**REQUIRED ACTION:** Continue the post on how Buddhism understands compassion, picking up after its final sentence.

----- PASSAGE FOR REVIEW

Continuing the discussion from The "Compassionate" God in Exodus 34:
Kathleen, your question prompted me to ask how Buddhism understands compassion.
As I started to research this topic, I was reminded that every major religion has a diversity of expression, and there is no simple answer to this question.
For instance, writing at the Greater Good Science Center, Jennifer Goetz notes:
The more one reads Buddhist writings, the more one realizes that Buddhist compassion is similar to lay conceptions of compassion in name only. While lay concepts of compassion are of warm feelings for particular people in need, Buddhist compassion is not particular, warm, or even a feeling. Perhaps the most succinct and clear mention of this is in the discussions of the Dalai Lama and Jean-Claude Carriere (1996, p. 53). A footnote explains in refreshingly plain language that compassion in the Buddhist sense is not based on what we call “feeling”. While Buddhist’s do not deny the natural feelings that may arise from seeing another in need, this is not the compassion Buddhism values. Instead, Buddhist compassion is the result of knowing one is part of a greater whole and is interdependent and connected to that whole. It is the result of practiced meditations. Indeed, Buddhist compassion should be without heat or passion - it is objective, cold, constant and universal.
Here is her summary graphic:
According to Study Buddhism, Compassion is one of four immeasurable attitudes, and only one of two of them that is also limitless. It is defined as:
- Compassion – the factor that makes the heart quiver when others suffer and is the wish for the removal of their suffering. Its direct enemy is a cruel or harmful attitude (Pali: himsa). Its indirect enemy is grief, being emotionally overwhelmed by their suffering.
However, in the Nichiren tradition of Japanese Buddhism, notice the progression:
Further, immeasurable equanimity is the state of mind that is rid of the attitudes of immeasurable love, compassion, and joy. It is aware of others in such a way that it not only experiences neither happiness nor unhappiness, but is also neither attracted nor repelled by others. Thus, immeasurable equanimity parallels the fourth level of mental stability in that it is free of all feelings of unhappiness, physical and mental happiness, and the quiet joy of mental peace.

----------
----- EXTRACTED MATERIAL

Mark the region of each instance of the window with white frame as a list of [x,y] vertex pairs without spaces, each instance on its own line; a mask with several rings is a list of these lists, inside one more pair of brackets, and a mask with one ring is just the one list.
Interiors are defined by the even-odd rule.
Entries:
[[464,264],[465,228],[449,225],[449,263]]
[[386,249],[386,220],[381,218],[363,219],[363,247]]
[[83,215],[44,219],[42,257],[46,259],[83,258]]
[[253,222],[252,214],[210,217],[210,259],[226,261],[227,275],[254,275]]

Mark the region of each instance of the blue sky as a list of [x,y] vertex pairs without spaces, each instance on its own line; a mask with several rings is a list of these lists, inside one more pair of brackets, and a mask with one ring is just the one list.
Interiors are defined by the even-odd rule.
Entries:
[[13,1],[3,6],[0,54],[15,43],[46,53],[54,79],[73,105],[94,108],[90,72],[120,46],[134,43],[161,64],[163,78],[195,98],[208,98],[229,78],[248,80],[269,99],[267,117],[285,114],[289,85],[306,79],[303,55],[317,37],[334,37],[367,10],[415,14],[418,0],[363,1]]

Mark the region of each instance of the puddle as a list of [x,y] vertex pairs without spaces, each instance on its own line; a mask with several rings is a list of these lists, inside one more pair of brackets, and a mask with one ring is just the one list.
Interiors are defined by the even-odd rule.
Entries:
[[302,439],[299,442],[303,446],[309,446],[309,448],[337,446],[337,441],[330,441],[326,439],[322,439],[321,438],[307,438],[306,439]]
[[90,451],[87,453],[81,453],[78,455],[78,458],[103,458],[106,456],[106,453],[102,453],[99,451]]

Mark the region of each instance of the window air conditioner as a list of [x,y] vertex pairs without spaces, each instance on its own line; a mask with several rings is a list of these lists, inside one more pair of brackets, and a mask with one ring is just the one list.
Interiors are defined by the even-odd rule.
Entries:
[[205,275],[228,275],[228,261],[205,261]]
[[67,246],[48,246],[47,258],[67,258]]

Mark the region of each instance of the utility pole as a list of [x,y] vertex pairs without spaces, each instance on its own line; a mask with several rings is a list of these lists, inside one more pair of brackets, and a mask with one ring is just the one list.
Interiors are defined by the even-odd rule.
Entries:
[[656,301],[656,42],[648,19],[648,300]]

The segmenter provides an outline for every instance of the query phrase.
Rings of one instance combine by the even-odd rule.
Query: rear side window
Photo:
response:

----------

**ANSWER SPACE:**
In Nichiren, the parallel with the fourth level of mental stability is much closer. There, immeasurable equanimity is a completely tranquil state of mind that is even-minded toward happiness and unhappiness, in all circumstances, such as when meeting friends and enemies. It is the state of mind that is rid of the attitudes of immeasurable love, compassion, and joy.
In the summary section we read,
Immeasurable compassion may include the wish that all limited beings:
- Be parted from suffering (the three kinds of suffering)
- Be parted from suffering and the causes for suffering.
This sounds good! However, Buddhists are also developing immeasurable equanimity. This part reads:
Immeasurable equanimity is a state of mind that includes being:
- Even-tempered toward all limited beings, in the sense of even when helping, not becoming too involved or not being indifferent, since ultimately everyone needs to reach liberation through his or her own efforts
- Completely tranquil and even-minded toward happiness and unhappiness, pleasure and pain, in all circumstances, such as when meeting friends and enemies, and is rid of the attitudes of immeasurable love, compassion, and joy
- Extending immeasurable love, compassion, and joy equally to everyone, without consideration of friends, enemies, or strangers
- Free of attachment, repulsion, and indifference toward others, and without feelings of some being close and others distant
- With the understanding that all limited beings are equal
- With the wish that all beings be equally benefited.
My tentative conclusion is that, to the degree that a specific form of Buddhism encourages freedom from attachment to others, this will affect how compassion is experienced as well.
I’m curious what others, with more experience of Buddhism, might say about this question.